# What is needed
Which lines in the entries below contain the string "large"? Report each such line in full, and treat uppercase and lowercase as different.

# Extracted records
* * *

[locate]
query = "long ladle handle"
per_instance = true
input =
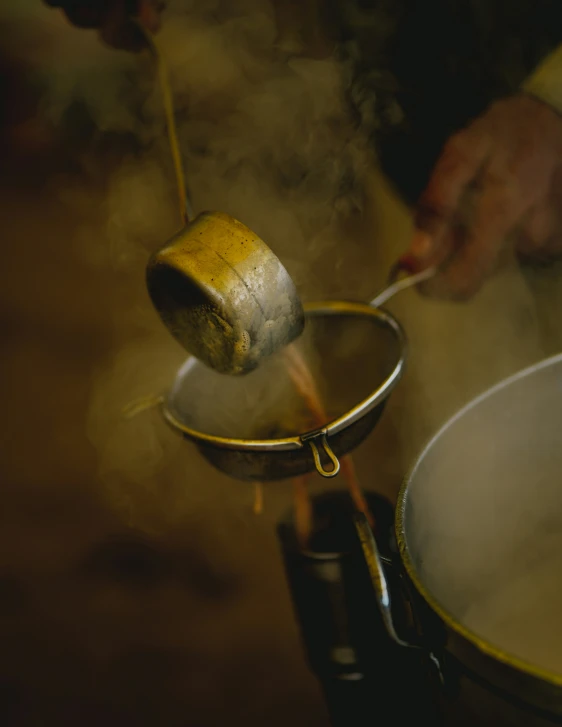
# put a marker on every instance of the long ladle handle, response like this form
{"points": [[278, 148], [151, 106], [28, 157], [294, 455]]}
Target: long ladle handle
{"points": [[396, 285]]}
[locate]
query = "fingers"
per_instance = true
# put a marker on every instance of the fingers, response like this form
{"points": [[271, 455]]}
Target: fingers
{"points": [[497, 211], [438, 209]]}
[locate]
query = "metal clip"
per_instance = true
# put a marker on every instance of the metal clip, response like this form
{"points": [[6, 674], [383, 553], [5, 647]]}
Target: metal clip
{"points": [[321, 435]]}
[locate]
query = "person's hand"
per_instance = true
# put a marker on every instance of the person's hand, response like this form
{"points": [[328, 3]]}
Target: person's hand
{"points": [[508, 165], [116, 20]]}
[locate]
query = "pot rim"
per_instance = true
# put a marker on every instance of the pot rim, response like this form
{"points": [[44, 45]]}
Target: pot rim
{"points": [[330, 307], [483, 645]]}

* * *

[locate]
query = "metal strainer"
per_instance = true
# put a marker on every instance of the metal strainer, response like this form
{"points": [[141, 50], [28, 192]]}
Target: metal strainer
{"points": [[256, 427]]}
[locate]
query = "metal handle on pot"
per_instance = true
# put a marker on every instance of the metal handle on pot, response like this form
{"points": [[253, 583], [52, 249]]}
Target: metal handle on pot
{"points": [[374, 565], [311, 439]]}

* * *

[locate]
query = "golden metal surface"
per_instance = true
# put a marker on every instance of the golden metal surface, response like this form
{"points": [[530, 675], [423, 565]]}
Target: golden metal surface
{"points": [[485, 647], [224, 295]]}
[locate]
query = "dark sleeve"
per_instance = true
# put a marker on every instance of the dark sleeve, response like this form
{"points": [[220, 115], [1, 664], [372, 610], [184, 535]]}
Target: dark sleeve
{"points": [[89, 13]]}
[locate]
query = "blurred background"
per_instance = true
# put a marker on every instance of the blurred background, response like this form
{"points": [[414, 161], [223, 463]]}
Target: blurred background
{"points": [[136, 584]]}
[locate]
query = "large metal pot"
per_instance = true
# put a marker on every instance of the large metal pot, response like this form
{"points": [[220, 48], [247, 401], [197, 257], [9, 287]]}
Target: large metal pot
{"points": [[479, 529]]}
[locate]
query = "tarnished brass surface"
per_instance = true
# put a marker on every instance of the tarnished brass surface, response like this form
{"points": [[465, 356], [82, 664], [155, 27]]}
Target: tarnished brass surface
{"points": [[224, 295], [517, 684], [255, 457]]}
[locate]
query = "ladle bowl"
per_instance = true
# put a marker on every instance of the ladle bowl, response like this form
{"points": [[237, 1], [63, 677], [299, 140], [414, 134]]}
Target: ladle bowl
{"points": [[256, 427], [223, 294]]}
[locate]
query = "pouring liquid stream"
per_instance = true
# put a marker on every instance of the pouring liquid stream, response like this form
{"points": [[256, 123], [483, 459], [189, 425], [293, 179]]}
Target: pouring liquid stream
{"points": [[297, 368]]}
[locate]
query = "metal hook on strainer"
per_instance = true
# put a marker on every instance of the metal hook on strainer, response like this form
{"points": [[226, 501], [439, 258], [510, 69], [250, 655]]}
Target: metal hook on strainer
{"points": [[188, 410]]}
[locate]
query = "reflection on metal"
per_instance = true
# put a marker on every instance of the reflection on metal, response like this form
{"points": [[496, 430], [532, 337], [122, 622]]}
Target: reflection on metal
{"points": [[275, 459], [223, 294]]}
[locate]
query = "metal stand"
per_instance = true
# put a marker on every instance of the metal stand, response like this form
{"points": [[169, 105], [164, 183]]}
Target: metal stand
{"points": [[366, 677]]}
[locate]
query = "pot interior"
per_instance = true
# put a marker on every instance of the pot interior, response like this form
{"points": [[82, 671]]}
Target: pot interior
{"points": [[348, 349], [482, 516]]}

* * *

# Reply to the exercise
query = "large metal pot"
# put a marker on every instance of the large metal pot, response like this form
Target: large metal pot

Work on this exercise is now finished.